→ **Document extract**
____________
Our study has strengths and limitations. A principal strength of our study is a systematic and comprehensive approach to data extraction and reporting. Each locus was analyzed individually taking into accordance all available information. However, we acknowledge that manual annotation may lead to some degree of subjectivity in making decisions, and we therefore made as much data as possible available for independent scrutiny. Another limitation is that we analyzed only 51 CAD-associated loci discovered until 2017 and for which we were able to perform a SMR/HEIDI analysis, while more than 160 CAD loci are known to date9,15. Expanding our analyses to include all of them would be beneficial, although for some recently discovered loci there may still be too few literature data on candidate genes to draw a conclusion on their relevance for CAD in the context of our work. Next, our study had limitations related to the use of colocalization analysis, which, on the one hand, may miss some important CAD-associated genes due to limited power/incomplete data/multiple association signals in regions with complex LD structure (the last being an inherent problem of the HEIDI test), and, on the other hand, may suggest genes which are actually not related to CAD. In particular, it should be noted that for some loci the number of SNPs in the HEIDI test was quite small (Supplementary Table S2a), which could lead to limited power to detect heterogeneity and increase the probability that the expression of identified genes is associated with functional variants other than those affecting CAD. Finally, we did not provide deep insights into the mechanisms linking genomic variations in the studied loci with alterations in gene functions. Nevertheless, we showed that for 17 causal/most likely causal genes, this mechanism may be related to changes in gene expression in CAD-relevant tissues.
____________
→ **Record extracts**
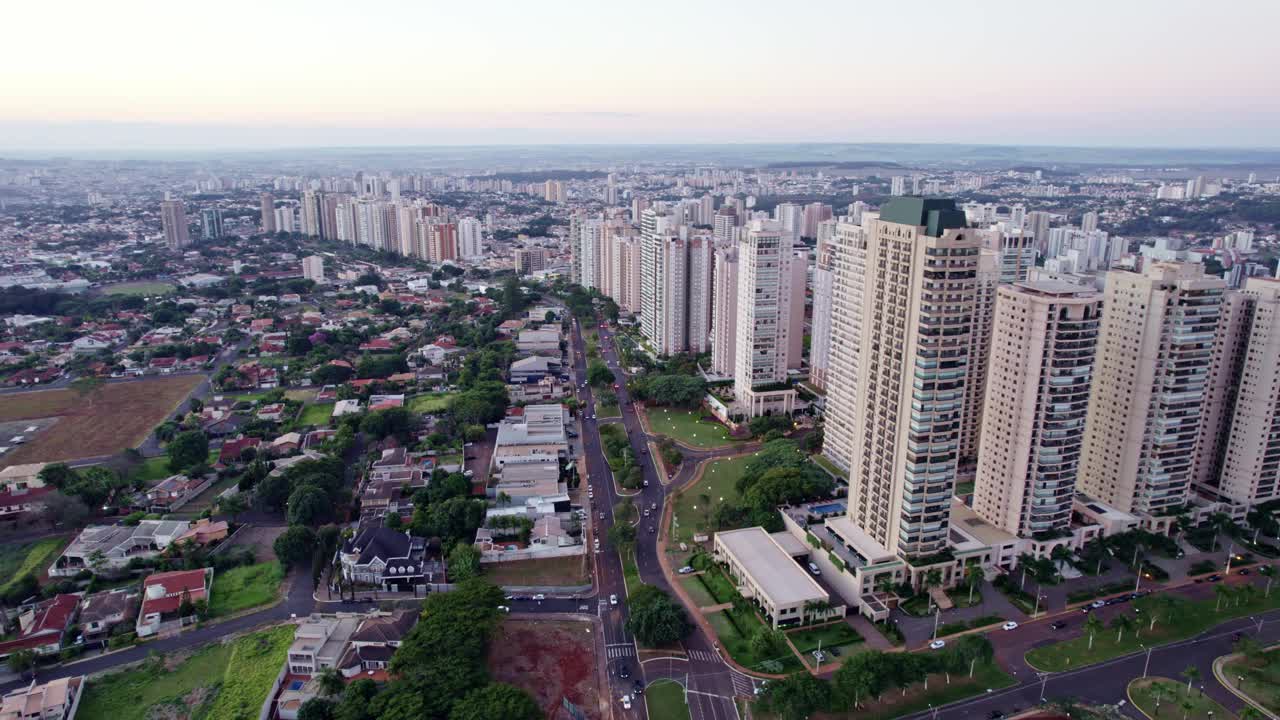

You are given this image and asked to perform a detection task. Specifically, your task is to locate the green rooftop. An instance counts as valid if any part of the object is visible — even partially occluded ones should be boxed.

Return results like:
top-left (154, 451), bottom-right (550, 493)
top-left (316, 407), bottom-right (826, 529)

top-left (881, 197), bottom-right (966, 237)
____________
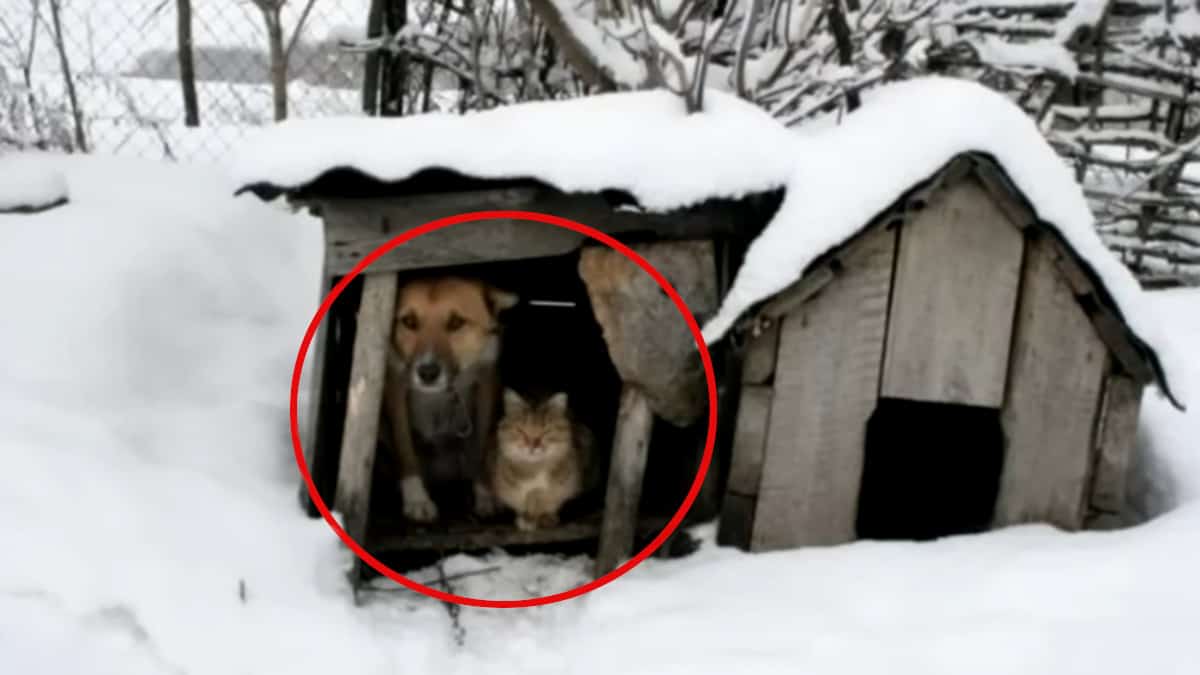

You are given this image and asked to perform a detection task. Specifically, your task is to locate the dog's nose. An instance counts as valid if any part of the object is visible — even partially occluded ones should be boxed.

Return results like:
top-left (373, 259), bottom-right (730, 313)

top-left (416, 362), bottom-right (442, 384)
____________
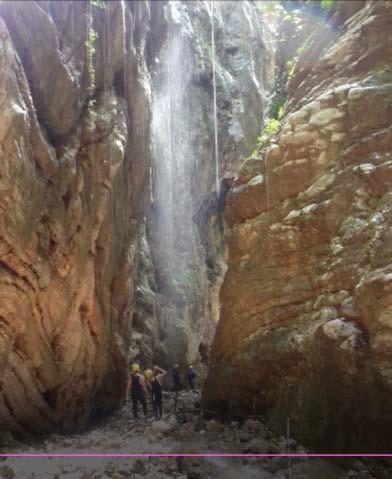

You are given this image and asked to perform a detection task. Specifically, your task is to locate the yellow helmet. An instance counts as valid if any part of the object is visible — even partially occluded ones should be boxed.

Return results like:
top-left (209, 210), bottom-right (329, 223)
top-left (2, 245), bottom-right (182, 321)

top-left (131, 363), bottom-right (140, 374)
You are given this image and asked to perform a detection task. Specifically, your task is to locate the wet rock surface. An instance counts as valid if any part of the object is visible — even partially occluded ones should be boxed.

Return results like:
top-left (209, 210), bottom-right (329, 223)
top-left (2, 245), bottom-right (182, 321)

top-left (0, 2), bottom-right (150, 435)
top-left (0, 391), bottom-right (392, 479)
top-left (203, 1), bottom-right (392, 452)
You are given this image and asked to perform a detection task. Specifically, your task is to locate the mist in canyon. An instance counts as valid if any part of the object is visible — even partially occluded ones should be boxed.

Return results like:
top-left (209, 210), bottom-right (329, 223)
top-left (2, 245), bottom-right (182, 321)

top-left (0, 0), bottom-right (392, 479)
____________
→ **What is being asked**
Answer these questions from the study-limitations passage.
1. How many CAD-associated loci did the study analyze?
2. Which test has an inherent problem with multiple association signals in regions with complex LD structure?
3. For how many causal/most likely causal genes did the study show that the mechanism may be related to changes in gene expression in CAD-relevant tissues?

→ **Answer box**
1. 51
2. The HEIDI test
3. 17